#### What you will do
Copy out every line of the items below without changing anything.

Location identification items

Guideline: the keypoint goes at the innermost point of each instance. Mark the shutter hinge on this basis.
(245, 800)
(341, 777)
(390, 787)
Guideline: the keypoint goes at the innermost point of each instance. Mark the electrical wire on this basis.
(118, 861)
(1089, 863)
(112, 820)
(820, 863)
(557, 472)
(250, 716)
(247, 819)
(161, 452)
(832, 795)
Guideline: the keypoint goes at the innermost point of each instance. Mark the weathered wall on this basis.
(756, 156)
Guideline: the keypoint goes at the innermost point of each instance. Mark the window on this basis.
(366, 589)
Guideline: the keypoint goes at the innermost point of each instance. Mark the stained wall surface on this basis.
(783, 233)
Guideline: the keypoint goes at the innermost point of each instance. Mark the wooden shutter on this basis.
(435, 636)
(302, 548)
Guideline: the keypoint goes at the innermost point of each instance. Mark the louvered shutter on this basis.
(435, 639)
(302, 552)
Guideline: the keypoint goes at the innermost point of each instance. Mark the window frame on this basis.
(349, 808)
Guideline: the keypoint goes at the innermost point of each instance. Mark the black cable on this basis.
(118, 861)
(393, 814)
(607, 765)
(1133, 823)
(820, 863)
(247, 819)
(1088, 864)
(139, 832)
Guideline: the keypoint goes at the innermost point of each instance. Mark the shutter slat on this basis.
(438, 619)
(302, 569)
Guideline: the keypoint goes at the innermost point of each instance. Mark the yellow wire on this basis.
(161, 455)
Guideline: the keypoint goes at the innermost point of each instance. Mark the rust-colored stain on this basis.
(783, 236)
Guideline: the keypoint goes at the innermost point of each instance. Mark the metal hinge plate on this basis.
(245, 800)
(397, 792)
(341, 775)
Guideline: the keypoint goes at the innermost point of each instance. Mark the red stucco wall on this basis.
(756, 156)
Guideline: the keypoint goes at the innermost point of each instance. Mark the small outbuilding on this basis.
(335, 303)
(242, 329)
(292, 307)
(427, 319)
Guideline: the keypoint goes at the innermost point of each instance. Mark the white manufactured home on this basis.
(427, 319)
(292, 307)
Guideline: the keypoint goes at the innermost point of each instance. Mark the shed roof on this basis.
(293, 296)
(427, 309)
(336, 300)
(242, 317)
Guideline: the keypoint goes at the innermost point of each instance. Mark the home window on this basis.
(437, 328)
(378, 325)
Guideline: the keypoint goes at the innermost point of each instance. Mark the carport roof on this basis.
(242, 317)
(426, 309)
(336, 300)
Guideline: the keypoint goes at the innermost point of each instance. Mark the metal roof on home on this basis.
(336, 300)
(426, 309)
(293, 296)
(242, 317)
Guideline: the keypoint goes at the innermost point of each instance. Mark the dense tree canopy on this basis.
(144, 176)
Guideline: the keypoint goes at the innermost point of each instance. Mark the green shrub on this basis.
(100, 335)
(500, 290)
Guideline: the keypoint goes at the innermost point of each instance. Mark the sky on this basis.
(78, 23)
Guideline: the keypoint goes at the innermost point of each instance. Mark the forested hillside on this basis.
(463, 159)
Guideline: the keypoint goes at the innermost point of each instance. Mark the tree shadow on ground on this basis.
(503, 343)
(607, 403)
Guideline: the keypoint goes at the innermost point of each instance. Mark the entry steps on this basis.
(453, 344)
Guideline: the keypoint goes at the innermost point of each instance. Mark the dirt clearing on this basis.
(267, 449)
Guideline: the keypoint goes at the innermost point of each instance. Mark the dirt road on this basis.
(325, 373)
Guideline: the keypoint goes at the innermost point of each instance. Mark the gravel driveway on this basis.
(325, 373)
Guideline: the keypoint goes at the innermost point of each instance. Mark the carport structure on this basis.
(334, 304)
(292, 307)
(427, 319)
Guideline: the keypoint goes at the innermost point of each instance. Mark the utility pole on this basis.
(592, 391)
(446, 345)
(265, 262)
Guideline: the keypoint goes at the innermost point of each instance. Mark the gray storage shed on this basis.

#### Answer for the task
Guideline: the keypoint goes at the innermost point of each instance. Mark the shutter hinge on this basis.
(245, 800)
(341, 777)
(390, 787)
Guideline: the keypoint goes at the innermost point of each instance. Mark the electrical wire on this basis.
(118, 861)
(1089, 863)
(112, 820)
(820, 863)
(557, 472)
(250, 716)
(247, 819)
(161, 452)
(832, 795)
Guideline: the keypoint goes at the innermost point of each instance. Mark the weathered wall on this basis.
(756, 156)
Guideline: the keypoint goes at the innermost point of each instance. Mark the window on this basis.
(366, 589)
Guideline: the keypoint goes at the innermost point of each instance. Mark the stained wall surface on this basis.
(783, 233)
Guideline: the keypoint goes at the innermost point of each instance. Mark the wooden shutter on this basis.
(435, 636)
(302, 548)
Guideline: the keypoint goes at the innermost point of each instance. Mark the louvered shutter on this basis.
(435, 639)
(302, 552)
Guideline: the keypoint goes at the innermost point of each instance. Mark the window frame on this basis.
(349, 808)
Guideline: the keypoint goes at the innermost point of each instance. Mark the black cable on this basis.
(118, 861)
(393, 814)
(607, 765)
(1133, 823)
(820, 863)
(247, 819)
(1088, 864)
(139, 832)
Guideline: the keypoint goes at the innermost point of each instance. Mark the shutter slat on this basis.
(438, 619)
(302, 569)
Guideline: the keypoint goes at the innermost point of each instance. Mark the yellow wire on this basis.
(161, 455)
Guideline: the keypoint goes at the innermost point of each instance. Mark the rust-colored stain on this basis.
(783, 236)
Guideline: the keypoint goes at the innermost point of each instance. Mark the metal hinge plate on this basis.
(245, 800)
(397, 792)
(341, 775)
Guideline: the keypoint goes at the innermost point of each instance. Mark the red stucco wall on this basis.
(756, 156)
Guideline: the keypoint goes at the innermost point of each instance. Mark the small outbuilding on this basis.
(335, 303)
(242, 329)
(292, 307)
(427, 319)
Guideline: the keypoint goes at the innermost point of each instance. Mark the white manufactured home on this basis.
(427, 319)
(292, 307)
Guideline: the keypoint goes at the innermost point of each instance. Mark the shed roof on this basis.
(293, 296)
(427, 309)
(336, 300)
(242, 317)
Guideline: the keypoint goes at the innermost point of each instance. Mark the home window on this basis.
(437, 328)
(378, 325)
Guideline: the keypoint goes at the innermost point of each instance. Mark the carport roof on this basis.
(242, 317)
(426, 309)
(336, 300)
Guideline: the keypoint goes at the innermost point of each instance. Mark the metal roof on home on this basis.
(336, 300)
(426, 309)
(293, 296)
(242, 317)
Guideline: the keypoint goes at the innermost point of each instance. Mark the dense tree canopy on this basis.
(144, 176)
Guideline: the keypoint goes at the innermost point of each instance. Mark the green shrub on this basis.
(100, 335)
(500, 290)
Guideline: the keypoint goes at the innermost point of each instance. Mark the sky on this basis.
(78, 23)
Guideline: the keypoint goes at the innermost point of each instance. Mark the forested hillside on this basis.
(463, 159)
Guideline: the keypoint goes at the innermost point of each instance. Mark the tree shadow on ground on this basis.
(503, 343)
(607, 403)
Guideline: the keypoint goes at the innermost point of each instance. Mark the entry steps on this basis.
(453, 344)
Guideline: the keypoint goes at the innermost point of each instance. Mark the dirt clearing on this basis.
(267, 449)
Guideline: the keypoint goes at the innermost point of each instance. Mark the dirt road on this basis.
(325, 373)
Guideline: the keypoint goes at the innermost point of each instance. Mark the gravel driveway on this basis.
(325, 373)
Guideline: the keypoint goes at the innermost point of each instance. Mark the carport structure on this basis.
(334, 304)
(292, 307)
(427, 319)
Guideline: the keypoint goes at the innermost point of each instance. Mark the utility pole on this basis.
(592, 391)
(446, 345)
(265, 262)
Guideline: the keypoint goes at the innermost point of each instance. Mark the gray storage shed on this basis.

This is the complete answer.